● Your task
Find every line in the entries below that contains the string "wearing", and copy each of those lines. Matching is case-sensitive.

● Provided data
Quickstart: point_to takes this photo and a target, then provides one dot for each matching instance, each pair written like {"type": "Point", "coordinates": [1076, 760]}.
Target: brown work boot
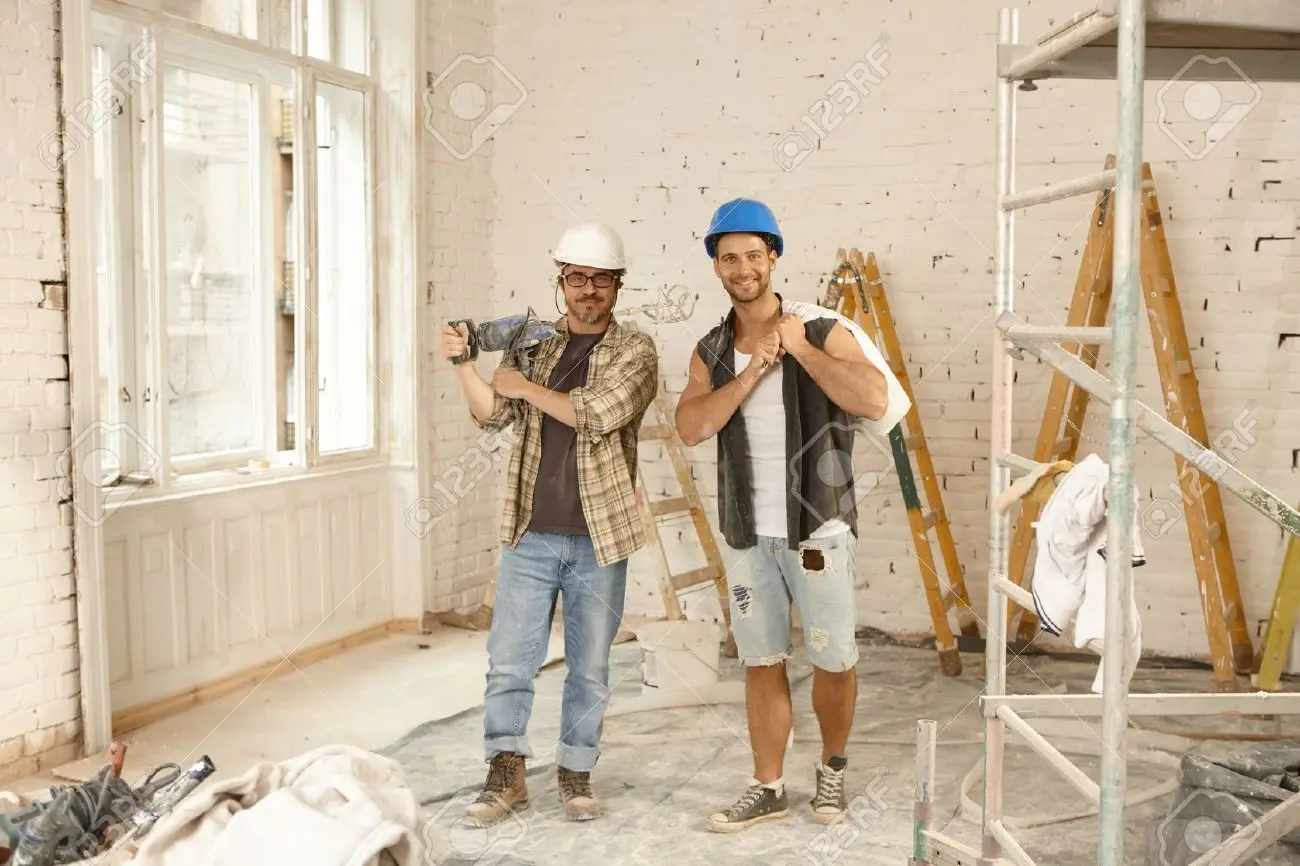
{"type": "Point", "coordinates": [580, 804]}
{"type": "Point", "coordinates": [505, 791]}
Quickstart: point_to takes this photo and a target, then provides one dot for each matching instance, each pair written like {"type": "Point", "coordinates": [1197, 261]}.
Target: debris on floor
{"type": "Point", "coordinates": [662, 773]}
{"type": "Point", "coordinates": [1223, 788]}
{"type": "Point", "coordinates": [103, 818]}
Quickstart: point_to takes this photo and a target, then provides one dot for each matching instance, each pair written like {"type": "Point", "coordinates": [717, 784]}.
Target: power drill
{"type": "Point", "coordinates": [516, 336]}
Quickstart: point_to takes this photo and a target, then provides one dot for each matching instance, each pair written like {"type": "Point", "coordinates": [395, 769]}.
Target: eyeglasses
{"type": "Point", "coordinates": [601, 280]}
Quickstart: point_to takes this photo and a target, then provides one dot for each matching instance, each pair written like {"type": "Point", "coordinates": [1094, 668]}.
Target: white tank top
{"type": "Point", "coordinates": [763, 411]}
{"type": "Point", "coordinates": [765, 423]}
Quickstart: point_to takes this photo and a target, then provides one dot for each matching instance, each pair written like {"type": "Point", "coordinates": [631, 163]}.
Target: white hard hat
{"type": "Point", "coordinates": [592, 245]}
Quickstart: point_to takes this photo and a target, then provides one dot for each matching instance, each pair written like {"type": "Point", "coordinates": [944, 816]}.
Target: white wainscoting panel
{"type": "Point", "coordinates": [207, 587]}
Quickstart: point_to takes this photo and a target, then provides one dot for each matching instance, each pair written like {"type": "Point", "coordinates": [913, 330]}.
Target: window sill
{"type": "Point", "coordinates": [211, 484]}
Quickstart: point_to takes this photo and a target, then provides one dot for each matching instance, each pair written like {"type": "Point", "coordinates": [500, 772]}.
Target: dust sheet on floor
{"type": "Point", "coordinates": [662, 773]}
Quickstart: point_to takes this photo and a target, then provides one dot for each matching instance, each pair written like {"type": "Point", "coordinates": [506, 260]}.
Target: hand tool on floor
{"type": "Point", "coordinates": [515, 336]}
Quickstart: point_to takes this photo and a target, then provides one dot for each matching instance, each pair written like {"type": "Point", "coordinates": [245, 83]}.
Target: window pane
{"type": "Point", "coordinates": [339, 33]}
{"type": "Point", "coordinates": [213, 381]}
{"type": "Point", "coordinates": [108, 286]}
{"type": "Point", "coordinates": [238, 17]}
{"type": "Point", "coordinates": [285, 285]}
{"type": "Point", "coordinates": [346, 384]}
{"type": "Point", "coordinates": [282, 26]}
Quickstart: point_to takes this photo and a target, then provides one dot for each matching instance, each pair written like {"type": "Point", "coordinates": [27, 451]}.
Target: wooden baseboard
{"type": "Point", "coordinates": [142, 714]}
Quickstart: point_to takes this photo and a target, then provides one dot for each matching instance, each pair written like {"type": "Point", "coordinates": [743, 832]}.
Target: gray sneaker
{"type": "Point", "coordinates": [757, 804]}
{"type": "Point", "coordinates": [828, 802]}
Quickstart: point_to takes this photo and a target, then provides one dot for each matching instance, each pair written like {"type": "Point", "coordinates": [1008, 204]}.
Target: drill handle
{"type": "Point", "coordinates": [467, 328]}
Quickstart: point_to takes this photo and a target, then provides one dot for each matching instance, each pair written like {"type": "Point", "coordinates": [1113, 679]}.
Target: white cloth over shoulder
{"type": "Point", "coordinates": [333, 806]}
{"type": "Point", "coordinates": [1070, 566]}
{"type": "Point", "coordinates": [898, 402]}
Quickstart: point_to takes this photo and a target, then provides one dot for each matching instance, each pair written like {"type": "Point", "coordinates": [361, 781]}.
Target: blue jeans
{"type": "Point", "coordinates": [528, 580]}
{"type": "Point", "coordinates": [818, 577]}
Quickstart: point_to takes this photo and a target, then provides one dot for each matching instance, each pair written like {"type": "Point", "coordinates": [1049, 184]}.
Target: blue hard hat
{"type": "Point", "coordinates": [742, 215]}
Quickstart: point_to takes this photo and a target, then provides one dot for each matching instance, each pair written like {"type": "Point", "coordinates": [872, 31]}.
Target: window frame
{"type": "Point", "coordinates": [137, 211]}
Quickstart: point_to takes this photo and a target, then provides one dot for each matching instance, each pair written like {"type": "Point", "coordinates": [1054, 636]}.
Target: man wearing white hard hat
{"type": "Point", "coordinates": [571, 519]}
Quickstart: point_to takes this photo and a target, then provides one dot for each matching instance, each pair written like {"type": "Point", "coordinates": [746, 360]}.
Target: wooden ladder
{"type": "Point", "coordinates": [1231, 652]}
{"type": "Point", "coordinates": [651, 510]}
{"type": "Point", "coordinates": [1282, 622]}
{"type": "Point", "coordinates": [857, 291]}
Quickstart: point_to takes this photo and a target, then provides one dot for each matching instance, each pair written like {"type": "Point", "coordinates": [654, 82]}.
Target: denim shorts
{"type": "Point", "coordinates": [818, 579]}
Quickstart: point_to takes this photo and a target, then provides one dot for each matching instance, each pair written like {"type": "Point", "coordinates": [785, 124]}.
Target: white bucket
{"type": "Point", "coordinates": [680, 654]}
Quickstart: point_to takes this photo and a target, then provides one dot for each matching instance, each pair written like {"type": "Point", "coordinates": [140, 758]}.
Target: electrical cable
{"type": "Point", "coordinates": [92, 808]}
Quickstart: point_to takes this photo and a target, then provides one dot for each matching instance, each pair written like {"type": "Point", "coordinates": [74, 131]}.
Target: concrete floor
{"type": "Point", "coordinates": [662, 773]}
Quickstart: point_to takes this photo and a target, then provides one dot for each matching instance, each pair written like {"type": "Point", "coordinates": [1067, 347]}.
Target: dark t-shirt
{"type": "Point", "coordinates": [557, 502]}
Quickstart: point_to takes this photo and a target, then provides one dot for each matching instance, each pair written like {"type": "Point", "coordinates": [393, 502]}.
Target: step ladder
{"type": "Point", "coordinates": [857, 291]}
{"type": "Point", "coordinates": [1231, 652]}
{"type": "Point", "coordinates": [662, 429]}
{"type": "Point", "coordinates": [1282, 622]}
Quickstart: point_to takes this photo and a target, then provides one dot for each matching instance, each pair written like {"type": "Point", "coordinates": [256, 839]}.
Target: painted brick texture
{"type": "Point", "coordinates": [39, 685]}
{"type": "Point", "coordinates": [649, 118]}
{"type": "Point", "coordinates": [459, 207]}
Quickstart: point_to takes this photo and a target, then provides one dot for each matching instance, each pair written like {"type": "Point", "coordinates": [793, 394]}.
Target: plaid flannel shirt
{"type": "Point", "coordinates": [623, 377]}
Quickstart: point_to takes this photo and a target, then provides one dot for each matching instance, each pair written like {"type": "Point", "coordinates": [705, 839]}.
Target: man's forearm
{"type": "Point", "coordinates": [702, 416]}
{"type": "Point", "coordinates": [477, 392]}
{"type": "Point", "coordinates": [554, 403]}
{"type": "Point", "coordinates": [857, 388]}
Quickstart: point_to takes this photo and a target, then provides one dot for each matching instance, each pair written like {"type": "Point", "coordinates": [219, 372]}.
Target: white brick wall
{"type": "Point", "coordinates": [650, 121]}
{"type": "Point", "coordinates": [459, 209]}
{"type": "Point", "coordinates": [39, 687]}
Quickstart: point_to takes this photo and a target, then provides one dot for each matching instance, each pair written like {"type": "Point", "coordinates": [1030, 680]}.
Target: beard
{"type": "Point", "coordinates": [748, 291]}
{"type": "Point", "coordinates": [589, 310]}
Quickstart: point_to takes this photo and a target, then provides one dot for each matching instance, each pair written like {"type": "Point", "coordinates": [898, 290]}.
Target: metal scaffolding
{"type": "Point", "coordinates": [1119, 39]}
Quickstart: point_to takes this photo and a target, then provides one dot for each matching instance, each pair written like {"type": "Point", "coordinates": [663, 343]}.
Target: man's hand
{"type": "Point", "coordinates": [791, 329]}
{"type": "Point", "coordinates": [510, 382]}
{"type": "Point", "coordinates": [767, 354]}
{"type": "Point", "coordinates": [454, 342]}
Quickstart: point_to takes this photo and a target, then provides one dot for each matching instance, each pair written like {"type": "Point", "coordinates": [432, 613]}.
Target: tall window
{"type": "Point", "coordinates": [234, 203]}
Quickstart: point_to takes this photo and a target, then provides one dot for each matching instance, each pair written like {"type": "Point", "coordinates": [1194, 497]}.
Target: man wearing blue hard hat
{"type": "Point", "coordinates": [784, 385]}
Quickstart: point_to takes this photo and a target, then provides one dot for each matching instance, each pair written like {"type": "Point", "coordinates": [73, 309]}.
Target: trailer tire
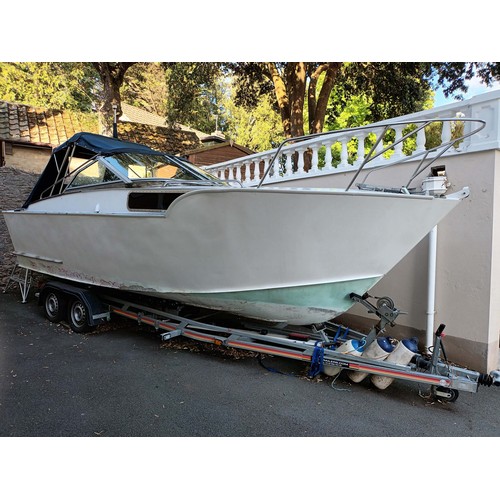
{"type": "Point", "coordinates": [78, 316]}
{"type": "Point", "coordinates": [55, 304]}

● Written response
Target: man wearing white hard hat
Target: man wearing blue hard hat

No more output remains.